Abstract Details
Name
Iterative rational design of a ferritin pan–group 1 influenza nanoparticle vaccine informed by immune feedback and mechanistic analysis of cross reactivity
Presenter
Kawkab Kanjo, University of Calgary
Co-Author(s)
• Kawkab Kanjo: Faculty of Veterinary Medicine, University of Calgary, Calgary, Alberta, Canada • Opeyemi Ernest Oludada: Faculty of Veterinary Medicine, University of Calgary, Calgary, Alberta, Canada • Gustavo Sganzerla Martinez: Department of Immunology and Microbiology, Dalhousie University, Halifax, NS, Canada • Zahed Khatooni: Vaccine and Infectious Disease Organization (VIDO), University of Saskatchewan, Saskatoon, SK, Canada • Kevin Gough: School of Veterinary Medicine and Science, University of Nottingham, Nottingham, United Kingdom • Brian Mark: Faculty of Science, University of Manitoba, Winnipeg, Manitoba, Canada • Alyson Kelvin: Faculty of Veterinary Medicine, University of Calgary, Calgary, Alberta, Canada
Abstract Category
Fighting & Responding
Abstract
Emerging influenza A viruses (IAV), especially H9N2 and H5N1, pose serious health risks to public health as well as animals as they continue to spill over from wild birds. Current influenza vaccines provide narrow strain-specific protection and require regular updates to match circulating variants. To overcome these limitations, rational multivalent display of antigens on ferritin nanoparticles has been proposed as a strategy to enhance antibody cross-reactivity. Here, we aim to develop broadly protective vaccines against group-1 IAV through the rational design of ferritin nanoparticles that co-display eight trimeric hemagglutinins (HAs), representatives of H1, H2, H5, and H9 subtypes. The representative HAs were selected using in-house developed informatics pipeline that scores antigens based on their genetic and antigenic relatedness, determined using Multiple Sequence Alignment, Phylogenetic analysis (IQ-Tree2) and in silico T cell and B cell epitope prediction tools such as NetMHCPan EL 4.1, NetMHCIIPan 4.0, BepiPred-2.0, Discotope 2.0, and AI-based B cell conformational epitopes prediction model that is trained on thousands of antibody-antigen structures and validated on antibody-HA complex structures. Sequences with the best conservation and predicted immunogenicity scores were expressed as ferritin-fusion constructs in mammalian system and evaluated for immunogenicity and cross-protection in murine models using in-house developed panels of recombinant antigens and influenza viruses. The phage display of cross-reactive B cell repertoire, coupled with deep sequencing, will be used to determine the mechanism underlying the broad protection. Crystal structure determination to map the epitopes of broadly reactive antibodies will be carried out to guide vaccine design improvement through immunefocusing.

Records from a collection

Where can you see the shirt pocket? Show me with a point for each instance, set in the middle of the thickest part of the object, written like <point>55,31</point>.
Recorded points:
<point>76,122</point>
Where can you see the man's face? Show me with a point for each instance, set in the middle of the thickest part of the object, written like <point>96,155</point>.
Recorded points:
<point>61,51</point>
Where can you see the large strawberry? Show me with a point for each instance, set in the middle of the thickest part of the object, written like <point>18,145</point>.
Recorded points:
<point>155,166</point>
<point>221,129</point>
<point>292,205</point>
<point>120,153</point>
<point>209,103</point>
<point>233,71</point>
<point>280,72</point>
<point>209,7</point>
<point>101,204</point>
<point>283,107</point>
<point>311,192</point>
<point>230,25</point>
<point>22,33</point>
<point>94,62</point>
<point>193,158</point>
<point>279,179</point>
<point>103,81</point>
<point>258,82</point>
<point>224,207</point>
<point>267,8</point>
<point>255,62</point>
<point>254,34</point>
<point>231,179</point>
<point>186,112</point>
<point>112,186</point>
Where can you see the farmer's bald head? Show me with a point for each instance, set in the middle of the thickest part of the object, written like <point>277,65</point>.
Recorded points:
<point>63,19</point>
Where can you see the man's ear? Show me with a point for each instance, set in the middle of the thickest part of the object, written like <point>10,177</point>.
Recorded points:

## TASK STATEMENT:
From the influenza vaccine abstract, output the passage that begins at the words "Abstract Details" and stops after the words "Co-Author(s)", copied word for word.

## RESULT OF THIS TASK:
Abstract Details
Name
Iterative rational design of a ferritin pan–group 1 influenza nanoparticle vaccine informed by immune feedback and mechanistic analysis of cross reactivity
Presenter
Kawkab Kanjo, University of Calgary
Co-Author(s)